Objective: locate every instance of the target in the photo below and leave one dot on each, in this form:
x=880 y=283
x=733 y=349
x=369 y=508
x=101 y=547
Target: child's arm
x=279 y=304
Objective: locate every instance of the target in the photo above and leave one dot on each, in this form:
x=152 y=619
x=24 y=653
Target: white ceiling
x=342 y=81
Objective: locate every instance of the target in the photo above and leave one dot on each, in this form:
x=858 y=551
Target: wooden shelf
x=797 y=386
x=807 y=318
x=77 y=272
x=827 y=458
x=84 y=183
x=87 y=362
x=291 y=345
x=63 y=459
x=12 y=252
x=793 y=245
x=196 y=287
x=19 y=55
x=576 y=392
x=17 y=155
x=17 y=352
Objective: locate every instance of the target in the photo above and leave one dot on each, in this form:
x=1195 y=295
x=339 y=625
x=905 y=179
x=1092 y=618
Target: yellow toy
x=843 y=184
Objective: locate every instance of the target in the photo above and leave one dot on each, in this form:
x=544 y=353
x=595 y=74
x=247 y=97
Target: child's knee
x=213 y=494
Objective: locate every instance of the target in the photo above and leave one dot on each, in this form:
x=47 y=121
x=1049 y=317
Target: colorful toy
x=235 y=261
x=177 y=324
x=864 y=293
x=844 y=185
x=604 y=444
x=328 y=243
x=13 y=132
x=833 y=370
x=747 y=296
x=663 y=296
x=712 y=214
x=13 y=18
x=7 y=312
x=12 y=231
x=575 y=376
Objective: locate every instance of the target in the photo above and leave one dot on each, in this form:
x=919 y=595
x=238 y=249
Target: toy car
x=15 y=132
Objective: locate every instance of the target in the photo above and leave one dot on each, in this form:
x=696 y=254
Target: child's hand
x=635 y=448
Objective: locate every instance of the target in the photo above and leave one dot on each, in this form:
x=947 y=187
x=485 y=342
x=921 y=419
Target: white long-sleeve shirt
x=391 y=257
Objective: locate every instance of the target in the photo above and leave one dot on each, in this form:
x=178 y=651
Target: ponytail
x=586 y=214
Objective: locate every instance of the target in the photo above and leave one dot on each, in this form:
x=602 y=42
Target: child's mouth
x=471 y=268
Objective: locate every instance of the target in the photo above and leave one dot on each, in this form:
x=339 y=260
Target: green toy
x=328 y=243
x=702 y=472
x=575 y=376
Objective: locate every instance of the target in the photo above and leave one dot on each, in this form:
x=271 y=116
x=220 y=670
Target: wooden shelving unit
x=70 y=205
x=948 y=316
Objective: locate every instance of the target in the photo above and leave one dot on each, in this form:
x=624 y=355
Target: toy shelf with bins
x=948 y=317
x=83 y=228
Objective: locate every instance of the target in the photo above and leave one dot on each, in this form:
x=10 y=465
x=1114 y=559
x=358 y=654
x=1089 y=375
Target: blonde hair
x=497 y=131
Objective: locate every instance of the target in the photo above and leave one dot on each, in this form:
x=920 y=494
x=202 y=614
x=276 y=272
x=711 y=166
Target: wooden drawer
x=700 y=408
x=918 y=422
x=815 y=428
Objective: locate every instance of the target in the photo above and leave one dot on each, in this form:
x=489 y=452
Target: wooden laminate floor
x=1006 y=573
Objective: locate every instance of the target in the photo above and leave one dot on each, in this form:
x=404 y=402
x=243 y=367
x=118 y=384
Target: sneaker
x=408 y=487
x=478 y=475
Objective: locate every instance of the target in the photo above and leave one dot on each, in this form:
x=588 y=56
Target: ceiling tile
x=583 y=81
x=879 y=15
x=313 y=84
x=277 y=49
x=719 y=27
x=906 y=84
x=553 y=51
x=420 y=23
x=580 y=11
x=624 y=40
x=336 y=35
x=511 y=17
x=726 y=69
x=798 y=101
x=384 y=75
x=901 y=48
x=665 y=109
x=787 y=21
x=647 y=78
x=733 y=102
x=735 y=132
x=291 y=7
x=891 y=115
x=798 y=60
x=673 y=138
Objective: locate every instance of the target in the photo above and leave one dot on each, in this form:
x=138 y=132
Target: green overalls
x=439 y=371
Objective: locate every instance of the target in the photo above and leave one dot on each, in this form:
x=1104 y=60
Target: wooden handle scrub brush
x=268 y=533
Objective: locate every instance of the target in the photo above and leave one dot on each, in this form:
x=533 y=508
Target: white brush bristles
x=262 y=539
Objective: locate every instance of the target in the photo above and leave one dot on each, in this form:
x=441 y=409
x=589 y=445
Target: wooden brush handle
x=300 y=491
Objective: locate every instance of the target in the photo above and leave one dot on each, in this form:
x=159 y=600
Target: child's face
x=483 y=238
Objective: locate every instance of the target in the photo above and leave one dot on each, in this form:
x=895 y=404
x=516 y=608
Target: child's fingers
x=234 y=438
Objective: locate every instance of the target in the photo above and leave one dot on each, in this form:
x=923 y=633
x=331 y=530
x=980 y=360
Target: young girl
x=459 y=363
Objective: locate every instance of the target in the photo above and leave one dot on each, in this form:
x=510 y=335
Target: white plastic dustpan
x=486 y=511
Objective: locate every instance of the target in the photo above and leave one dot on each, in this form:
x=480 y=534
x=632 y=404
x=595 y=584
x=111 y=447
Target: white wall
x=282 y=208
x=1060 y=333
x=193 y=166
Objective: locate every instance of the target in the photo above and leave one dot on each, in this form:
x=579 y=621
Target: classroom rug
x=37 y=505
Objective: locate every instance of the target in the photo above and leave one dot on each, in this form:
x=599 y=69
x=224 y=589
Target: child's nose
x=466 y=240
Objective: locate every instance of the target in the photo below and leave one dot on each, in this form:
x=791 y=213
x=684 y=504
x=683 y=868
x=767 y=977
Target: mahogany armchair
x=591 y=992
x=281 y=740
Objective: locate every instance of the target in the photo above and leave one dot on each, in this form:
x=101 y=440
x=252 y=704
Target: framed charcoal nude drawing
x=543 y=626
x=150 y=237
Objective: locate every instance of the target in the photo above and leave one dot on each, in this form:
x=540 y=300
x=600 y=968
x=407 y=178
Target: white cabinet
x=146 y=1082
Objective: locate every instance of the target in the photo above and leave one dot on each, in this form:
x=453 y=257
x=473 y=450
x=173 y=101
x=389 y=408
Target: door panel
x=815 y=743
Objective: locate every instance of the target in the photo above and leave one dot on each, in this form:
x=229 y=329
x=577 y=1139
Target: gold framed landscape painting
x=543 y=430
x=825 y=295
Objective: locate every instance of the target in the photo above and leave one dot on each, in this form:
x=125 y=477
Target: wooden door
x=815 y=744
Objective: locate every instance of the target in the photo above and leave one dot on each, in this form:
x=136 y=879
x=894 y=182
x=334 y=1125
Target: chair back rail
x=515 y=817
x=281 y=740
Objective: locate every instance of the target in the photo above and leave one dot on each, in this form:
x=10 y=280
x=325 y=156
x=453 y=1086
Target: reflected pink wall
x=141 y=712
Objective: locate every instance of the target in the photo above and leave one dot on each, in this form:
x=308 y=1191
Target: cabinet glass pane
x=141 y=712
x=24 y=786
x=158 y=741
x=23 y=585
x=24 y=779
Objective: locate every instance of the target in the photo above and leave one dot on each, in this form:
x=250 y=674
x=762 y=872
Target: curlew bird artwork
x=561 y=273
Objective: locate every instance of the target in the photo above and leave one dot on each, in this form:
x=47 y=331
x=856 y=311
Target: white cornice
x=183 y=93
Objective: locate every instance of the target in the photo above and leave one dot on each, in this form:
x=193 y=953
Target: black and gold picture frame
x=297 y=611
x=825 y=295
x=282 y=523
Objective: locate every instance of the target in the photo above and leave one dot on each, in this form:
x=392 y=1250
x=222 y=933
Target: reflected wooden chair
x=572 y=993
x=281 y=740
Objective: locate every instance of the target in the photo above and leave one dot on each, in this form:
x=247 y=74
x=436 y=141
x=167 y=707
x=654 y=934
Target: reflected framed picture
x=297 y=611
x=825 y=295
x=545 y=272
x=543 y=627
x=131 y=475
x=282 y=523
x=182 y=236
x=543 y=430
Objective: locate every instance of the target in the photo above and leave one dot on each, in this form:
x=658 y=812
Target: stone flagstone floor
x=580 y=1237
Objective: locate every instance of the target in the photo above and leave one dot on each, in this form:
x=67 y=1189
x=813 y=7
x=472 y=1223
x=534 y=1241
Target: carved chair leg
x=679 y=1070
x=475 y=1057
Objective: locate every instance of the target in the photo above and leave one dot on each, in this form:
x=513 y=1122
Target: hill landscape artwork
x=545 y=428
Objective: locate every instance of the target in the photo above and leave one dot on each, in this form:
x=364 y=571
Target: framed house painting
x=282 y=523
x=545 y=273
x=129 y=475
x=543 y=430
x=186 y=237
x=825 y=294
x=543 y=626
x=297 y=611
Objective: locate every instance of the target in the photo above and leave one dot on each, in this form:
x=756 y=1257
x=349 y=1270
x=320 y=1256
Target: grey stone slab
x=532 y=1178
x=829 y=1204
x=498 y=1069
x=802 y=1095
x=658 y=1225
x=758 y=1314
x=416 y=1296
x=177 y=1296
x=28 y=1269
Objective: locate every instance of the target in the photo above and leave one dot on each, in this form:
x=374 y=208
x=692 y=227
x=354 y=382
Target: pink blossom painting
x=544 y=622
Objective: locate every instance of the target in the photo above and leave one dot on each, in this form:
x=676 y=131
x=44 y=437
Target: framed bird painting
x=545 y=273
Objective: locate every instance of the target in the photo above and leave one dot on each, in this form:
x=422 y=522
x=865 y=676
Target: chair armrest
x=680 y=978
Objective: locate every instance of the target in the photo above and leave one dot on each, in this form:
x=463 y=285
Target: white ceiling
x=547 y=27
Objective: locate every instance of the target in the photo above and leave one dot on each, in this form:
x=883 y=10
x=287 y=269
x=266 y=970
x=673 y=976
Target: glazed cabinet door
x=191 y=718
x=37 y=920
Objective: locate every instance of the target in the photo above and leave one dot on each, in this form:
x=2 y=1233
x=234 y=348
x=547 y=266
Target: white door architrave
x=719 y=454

■ **Problem requirements**: Exactly as written, please transcribe the lines from the start of the records above to the line that holds "x=858 y=551", both ends included.

■ **Task result**:
Objective: locate every instance of the target in the photo below and leave one dot on each, in this form:
x=880 y=283
x=733 y=349
x=369 y=508
x=101 y=547
Target: child's arm
x=279 y=304
Objective: locate every instance of the target in the photo above and leave one dot on each, in this form:
x=152 y=619
x=24 y=653
Target: white ceiling
x=342 y=81
Objective: locate every instance of the target in the photo above and leave one dot on each, in this form:
x=858 y=551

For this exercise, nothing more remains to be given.